*What is required*: Everything in the records below is to be reproduced exactly, apart from the images.

*Supplied data*:
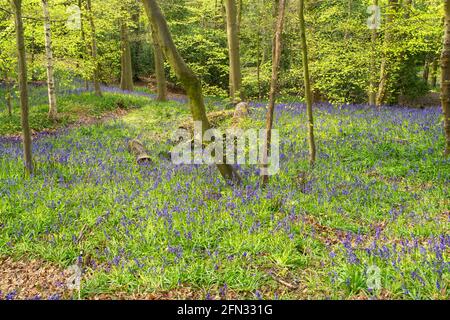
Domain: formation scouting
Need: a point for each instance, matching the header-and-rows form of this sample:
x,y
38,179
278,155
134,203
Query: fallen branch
x,y
137,149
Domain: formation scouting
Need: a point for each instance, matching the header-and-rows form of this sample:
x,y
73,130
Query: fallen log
x,y
138,150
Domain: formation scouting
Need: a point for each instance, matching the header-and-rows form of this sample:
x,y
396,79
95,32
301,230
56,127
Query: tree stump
x,y
138,150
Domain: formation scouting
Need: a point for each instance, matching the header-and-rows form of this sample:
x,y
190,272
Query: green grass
x,y
72,108
378,196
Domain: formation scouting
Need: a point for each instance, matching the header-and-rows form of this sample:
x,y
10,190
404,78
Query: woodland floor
x,y
378,196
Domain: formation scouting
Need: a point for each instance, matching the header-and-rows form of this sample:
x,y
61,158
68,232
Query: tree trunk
x,y
83,40
8,96
126,78
386,64
159,69
426,71
308,95
233,49
434,68
52,108
276,59
95,77
445,78
189,80
373,65
23,86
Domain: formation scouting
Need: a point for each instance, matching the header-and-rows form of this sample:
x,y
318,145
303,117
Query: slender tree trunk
x,y
8,96
126,78
23,86
83,40
189,80
258,66
95,77
386,64
373,65
434,68
276,59
159,69
308,95
426,71
52,109
233,49
445,80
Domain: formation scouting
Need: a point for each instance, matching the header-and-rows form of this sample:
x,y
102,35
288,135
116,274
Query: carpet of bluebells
x,y
369,221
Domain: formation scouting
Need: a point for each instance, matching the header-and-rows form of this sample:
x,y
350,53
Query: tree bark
x,y
426,71
434,68
445,80
95,76
126,77
233,49
159,69
388,58
373,65
276,59
23,86
308,94
84,52
52,107
189,80
8,96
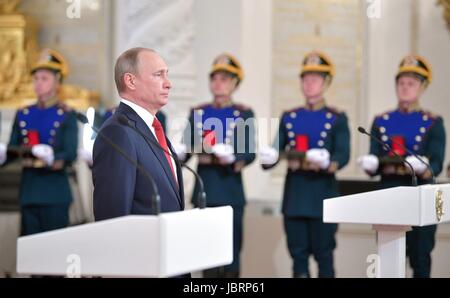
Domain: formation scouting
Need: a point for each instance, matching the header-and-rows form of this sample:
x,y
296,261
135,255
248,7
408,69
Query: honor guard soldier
x,y
315,139
222,135
422,133
85,154
45,136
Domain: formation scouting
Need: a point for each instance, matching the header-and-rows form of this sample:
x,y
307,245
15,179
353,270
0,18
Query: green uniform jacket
x,y
223,185
304,191
43,186
432,146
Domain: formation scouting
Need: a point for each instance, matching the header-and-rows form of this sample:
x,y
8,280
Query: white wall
x,y
433,42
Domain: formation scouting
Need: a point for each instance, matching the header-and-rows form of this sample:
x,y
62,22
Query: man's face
x,y
45,83
409,89
312,86
222,84
152,83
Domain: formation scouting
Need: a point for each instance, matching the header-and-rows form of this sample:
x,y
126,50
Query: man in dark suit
x,y
119,188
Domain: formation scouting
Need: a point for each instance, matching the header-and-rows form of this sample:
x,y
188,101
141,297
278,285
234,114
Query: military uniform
x,y
300,130
423,133
211,125
45,194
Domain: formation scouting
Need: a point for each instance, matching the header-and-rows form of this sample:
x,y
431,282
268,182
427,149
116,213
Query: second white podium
x,y
133,246
392,212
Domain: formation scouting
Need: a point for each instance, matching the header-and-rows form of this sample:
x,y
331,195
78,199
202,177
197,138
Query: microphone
x,y
201,200
388,148
156,199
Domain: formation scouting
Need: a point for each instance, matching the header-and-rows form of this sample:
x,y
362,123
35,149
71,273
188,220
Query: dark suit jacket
x,y
119,188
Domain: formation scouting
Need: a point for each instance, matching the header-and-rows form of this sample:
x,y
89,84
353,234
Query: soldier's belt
x,y
393,166
296,161
208,159
34,163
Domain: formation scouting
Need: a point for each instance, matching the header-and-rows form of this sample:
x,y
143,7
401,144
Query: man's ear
x,y
129,80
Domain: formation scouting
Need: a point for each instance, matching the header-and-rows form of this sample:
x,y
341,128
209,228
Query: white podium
x,y
133,246
392,212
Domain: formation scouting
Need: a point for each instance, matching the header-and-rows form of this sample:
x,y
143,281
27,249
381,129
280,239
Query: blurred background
x,y
366,40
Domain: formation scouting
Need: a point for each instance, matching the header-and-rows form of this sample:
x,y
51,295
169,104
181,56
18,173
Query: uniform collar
x,y
48,103
415,107
227,104
316,107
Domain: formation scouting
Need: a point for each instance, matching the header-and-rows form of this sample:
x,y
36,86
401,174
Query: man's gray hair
x,y
128,62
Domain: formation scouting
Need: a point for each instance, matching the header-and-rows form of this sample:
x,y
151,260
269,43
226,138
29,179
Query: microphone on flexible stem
x,y
201,200
388,148
156,199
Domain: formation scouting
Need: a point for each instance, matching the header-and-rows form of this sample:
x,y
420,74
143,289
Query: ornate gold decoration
x,y
8,6
446,5
18,51
439,205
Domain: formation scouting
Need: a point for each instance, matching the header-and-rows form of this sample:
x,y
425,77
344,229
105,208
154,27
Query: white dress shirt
x,y
148,118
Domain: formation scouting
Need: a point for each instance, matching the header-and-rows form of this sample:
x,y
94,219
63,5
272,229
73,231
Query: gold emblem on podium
x,y
439,205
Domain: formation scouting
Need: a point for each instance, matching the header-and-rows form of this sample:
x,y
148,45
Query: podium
x,y
392,212
165,245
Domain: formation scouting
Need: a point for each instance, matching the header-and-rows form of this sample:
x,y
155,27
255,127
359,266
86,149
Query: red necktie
x,y
163,143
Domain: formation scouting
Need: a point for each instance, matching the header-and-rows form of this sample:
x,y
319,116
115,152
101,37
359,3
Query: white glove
x,y
369,163
180,150
417,165
85,155
3,155
44,152
320,157
268,156
224,152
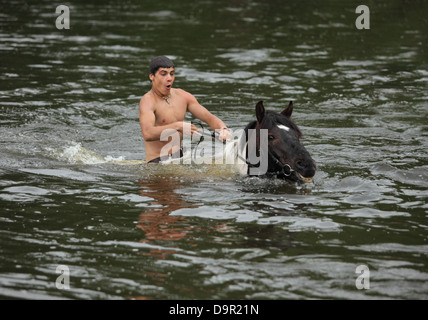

*Exercise solution*:
Domain: formation scouting
Need: a point for each instance, matching the header-and-rows form of this sample:
x,y
38,179
278,155
134,203
Query: fallen branch
x,y
137,149
Domain: formation scouting
Need: a point for each instance, matching the header-and-rows form of this sample:
x,y
73,130
Query: fallen log
x,y
138,150
Domain: formation scouting
Need: a point for each instance, matching the header-and-rows form of this sample:
x,y
396,79
95,32
301,230
56,127
Query: tree stump
x,y
138,150
Domain: formation scouting
Need: a point for each instance, matching the header-and-rows form of this sample:
x,y
190,272
Query: green grass
x,y
72,108
378,196
Domain: formation scouting
Need: a point for each instance, matching the header-and-rows form of this sample:
x,y
10,190
404,78
Query: woodland floor
x,y
378,196
Domain: formation scouting
Need: a point for each instance, matching the header-and-rows form of this sample:
x,y
61,158
68,232
Query: tree trunk
x,y
83,40
8,96
126,78
386,64
159,69
426,71
308,95
233,49
434,68
52,108
276,59
95,77
445,78
189,80
373,65
23,86
Domain: formation scouting
Need: a point for each instance, matching the header-and-rows form of this sample:
x,y
318,145
303,117
Query: slender tree trunk
x,y
8,96
126,78
23,86
83,40
189,80
258,66
95,77
386,64
373,65
434,68
276,59
159,69
308,95
426,71
52,109
233,49
445,80
Domain: formation scouting
Need: a point for each instance, matching the header-and-rows form of this sample:
x,y
102,35
288,135
116,274
Query: carpet of bluebells
x,y
369,221
Domain: formation scouting
Need: a point for each instance, matching the header-and-rows form of this sample:
x,y
350,53
Query: tree bark
x,y
426,71
434,68
445,80
95,76
126,77
233,49
159,69
388,58
373,65
276,59
23,86
308,94
84,52
52,107
189,80
8,96
Domain: formation scouting
Need: a point for each instance, matching the header-and-rows form of this sample:
x,y
296,261
135,255
248,7
408,69
Query: honor guard soldier
x,y
315,139
222,135
422,133
85,154
45,136
Domain: formation scouting
Need: a point for each instance, matching the header-and-rows form of this sample:
x,y
307,245
15,179
353,270
0,18
Query: green uniform jacket
x,y
223,185
304,191
43,186
432,146
Domain: formation scouting
Need: a point for each instance, matching the header-and-rows form of this sample:
x,y
8,280
Query: white wall
x,y
433,42
Domain: formation scouting
Need: a point for each instance, matching the header-and-rows form of this sample:
x,y
62,22
Query: man's face
x,y
45,83
409,89
312,86
222,84
152,83
Domain: formation scouting
Need: a point for each instance, matching the header-and-rows form of this sample:
x,y
126,50
Query: man in dark suit
x,y
119,188
Domain: formation scouting
Need: a point for each instance, matching the header-and-rows form of this sample:
x,y
188,101
141,297
278,285
234,114
Query: military uniform
x,y
300,130
423,133
211,125
45,194
Domain: formation scouting
Need: a point for each instance, matching the header-and-rows form of this sample:
x,y
431,282
268,182
427,149
116,213
Query: second white podium
x,y
133,246
392,212
Domain: formation scouting
Need: a point for each instance, matching the header-and-rows form of this sample:
x,y
331,195
78,199
202,177
197,138
Query: microphone
x,y
201,200
388,148
156,199
Domain: formation scouting
Need: a point for each instance, matching the header-and-rows form of this sample:
x,y
362,123
35,149
71,273
188,220
Query: dark suit jacket
x,y
119,188
Domain: formation scouting
Need: a point for each instance, matching the header-and-rows form of this sample:
x,y
89,84
353,234
Query: soldier's belt
x,y
393,166
296,161
208,159
34,163
Domain: formation scouting
Need: a point for each instance, matching the header-and-rows form of this sample:
x,y
143,7
401,144
Query: man's ear
x,y
129,80
Domain: formation scouting
Need: a point for each instance, matching the header-and-rows form of this sample:
x,y
341,128
209,228
Query: white podium
x,y
133,246
392,212
Domain: formation scouting
Need: a point for each instance, matching the header-and-rows form of this sample:
x,y
143,281
27,249
381,129
280,239
Query: blurred background
x,y
366,40
Domain: formation scouting
Need: a point for each instance, matching the header-and-rows form of this sample:
x,y
51,295
169,104
181,56
18,173
Query: uniform collar
x,y
48,103
415,107
227,104
316,107
Domain: formation scouting
Need: a point for each instance, matching the header-and-rows form of this sample:
x,y
36,86
401,174
Query: man's gray hair
x,y
128,62
Domain: formation scouting
Need: a point for each instance, matching the header-and-rows form of this sample:
x,y
151,260
269,43
226,138
29,179
Query: microphone on flexible stem
x,y
201,200
388,148
156,199
Domain: formation scouting
Need: a point for each instance, matching the header-and-rows form of this sample:
x,y
420,74
143,289
Query: ornate gold decoration
x,y
8,6
446,5
18,51
439,205
Domain: formation scouting
Need: a point for each instance, matching the header-and-rows form of this sample:
x,y
425,77
344,229
105,208
154,27
Query: white dress shirt
x,y
148,118
Domain: formation scouting
Need: a point for each instance, matching the header-and-rows form of this sample:
x,y
94,219
63,5
272,229
73,231
Query: gold emblem on podium
x,y
439,205
Domain: formation scouting
Need: a point for each instance, matching the header-and-rows form of this sample:
x,y
148,45
Query: podium
x,y
392,212
165,245
Domain: formation scouting
Need: a point for each instance, matching the header-and-rows form of this sample:
x,y
155,27
255,127
359,266
86,149
Query: red necktie
x,y
163,143
Domain: formation scouting
Need: a point for each instance, matching the header-and-rows form of this sample:
x,y
319,116
115,152
101,37
359,3
Query: white glove
x,y
369,163
180,150
417,165
85,155
3,155
44,152
320,157
268,156
224,152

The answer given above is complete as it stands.